## Quoted passage
Medical Adhesive Related Skin Injuries (MARSI), as the name itself suggests, is the result of the use of products available in the market that lack a skin friendly composition in their formula and provoke skin injuries upon appliance or removal of the dressings with these products incorporated in them. Despite being a problem that goes almost unnoticeable, all care settings have patients that go through the undeniable and, oftentimes, unbearable pain of MARSI and is highly prevalent. However, just as it is highly prevalent, it is also highly preventable if the adequate instruction on the technique of both appliance and removal is provided to nurses, patients and their caregivers.
MARSI can cause tissue trauma and, therefore, negatively impacts patients’ quality of life and causes an increase in unnecessary healthcare costs. MARSI usually is an occurrence in which erythema and/or other cutaneous reaction of the skin persists 30 minutes or more after removing the adhesive and skin tears can occur as a result. MARSI can include three categories: mechanical (blistering, skin tears, skin stripping, etc.), dermatitis (irritation, allergic dermatitis, moisture-associated skin damage relating to stoma) and other (maceration, folliculitis).

## Assigned task
Carry on the text on medical adhesive related skin injuries (MARSI) from where it stops. The rows that follow aren't needed here.

## Information supplied
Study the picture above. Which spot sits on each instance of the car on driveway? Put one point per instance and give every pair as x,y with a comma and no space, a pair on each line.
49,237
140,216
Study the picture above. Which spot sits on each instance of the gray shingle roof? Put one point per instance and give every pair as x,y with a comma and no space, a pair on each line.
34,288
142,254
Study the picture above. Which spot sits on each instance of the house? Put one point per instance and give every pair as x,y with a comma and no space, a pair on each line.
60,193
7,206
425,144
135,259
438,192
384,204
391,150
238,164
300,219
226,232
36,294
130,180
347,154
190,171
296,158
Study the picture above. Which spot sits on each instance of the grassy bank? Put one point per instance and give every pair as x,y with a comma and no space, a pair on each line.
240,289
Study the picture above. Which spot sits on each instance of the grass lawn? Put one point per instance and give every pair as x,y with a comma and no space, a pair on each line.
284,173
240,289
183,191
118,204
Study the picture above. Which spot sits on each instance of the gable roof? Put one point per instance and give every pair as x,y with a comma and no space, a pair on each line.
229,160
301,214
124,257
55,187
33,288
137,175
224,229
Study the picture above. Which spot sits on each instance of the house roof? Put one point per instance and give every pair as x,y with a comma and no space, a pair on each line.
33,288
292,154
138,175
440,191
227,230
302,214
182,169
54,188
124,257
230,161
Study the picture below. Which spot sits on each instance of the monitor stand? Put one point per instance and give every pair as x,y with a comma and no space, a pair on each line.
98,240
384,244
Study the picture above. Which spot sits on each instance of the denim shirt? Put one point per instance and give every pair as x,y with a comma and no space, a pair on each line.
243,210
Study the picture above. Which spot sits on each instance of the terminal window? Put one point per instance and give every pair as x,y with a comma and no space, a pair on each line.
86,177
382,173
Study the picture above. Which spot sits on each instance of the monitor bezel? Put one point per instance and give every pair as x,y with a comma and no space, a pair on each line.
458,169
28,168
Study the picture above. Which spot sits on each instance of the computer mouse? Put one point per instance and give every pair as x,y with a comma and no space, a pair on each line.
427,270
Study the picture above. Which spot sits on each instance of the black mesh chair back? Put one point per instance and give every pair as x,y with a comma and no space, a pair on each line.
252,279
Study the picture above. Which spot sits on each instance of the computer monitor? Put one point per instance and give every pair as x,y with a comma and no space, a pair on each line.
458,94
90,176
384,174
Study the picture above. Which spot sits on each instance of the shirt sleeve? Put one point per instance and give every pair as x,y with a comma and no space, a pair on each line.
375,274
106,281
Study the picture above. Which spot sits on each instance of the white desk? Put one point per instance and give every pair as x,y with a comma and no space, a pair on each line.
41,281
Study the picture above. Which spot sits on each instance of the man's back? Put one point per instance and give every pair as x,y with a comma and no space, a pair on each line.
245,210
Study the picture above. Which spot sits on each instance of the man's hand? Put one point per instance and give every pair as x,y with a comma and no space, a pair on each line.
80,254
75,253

## Output for this task
Regarding risk assessment, even if a patient does not check to any of the categories above, it is important not to forget that MARSI can affect any patient that has a medical adhesive attached to their skin. This underlies the urgency of preventing MARSI from occurring because of its impact on patients and the pain they experience, as it increases the possibility for wound healing complications and infection. Parallel to the painful experience of MARSI that many patients undergo is the use of already scarce resources, costs and clinical time that could be spared.
Since the purpose here is to emphasize that MARSI is, in fact, highly avoidable, it is crucial that resources are channeled to come up with solutions that prevent such pain from even beginning and to understand what products are more skin friendly and less aggressive on the skin. Nevertheless, it is also important to instruct and educate healthcare professionals, patients and their caregivers on how to better provide for patients in terms of dressings and their application and removal. Assessing these key factors is pivotal to reduce risk and to help guide decision-making in order to efficiently assist patients and their needs.
The approach to dressing removal comes with understanding not only patients and their needs and concerns, but also the exigence the wound carries and the dressing’s characteristics. There needs to be mindful care regarding patients’ anxieties and how to better manage their potential uneasiness, due to the fact that this influences the process of removing a dressing. Additionally, to fully comprehend the management of application and removal of a dressing is to be aware of its size and position. Combining these steps with a product already in place that ensures moisture balance and overall medical efficacy to care for the wound, patients could possibly turn the tables and experience comfort while having a wound, instead of pain.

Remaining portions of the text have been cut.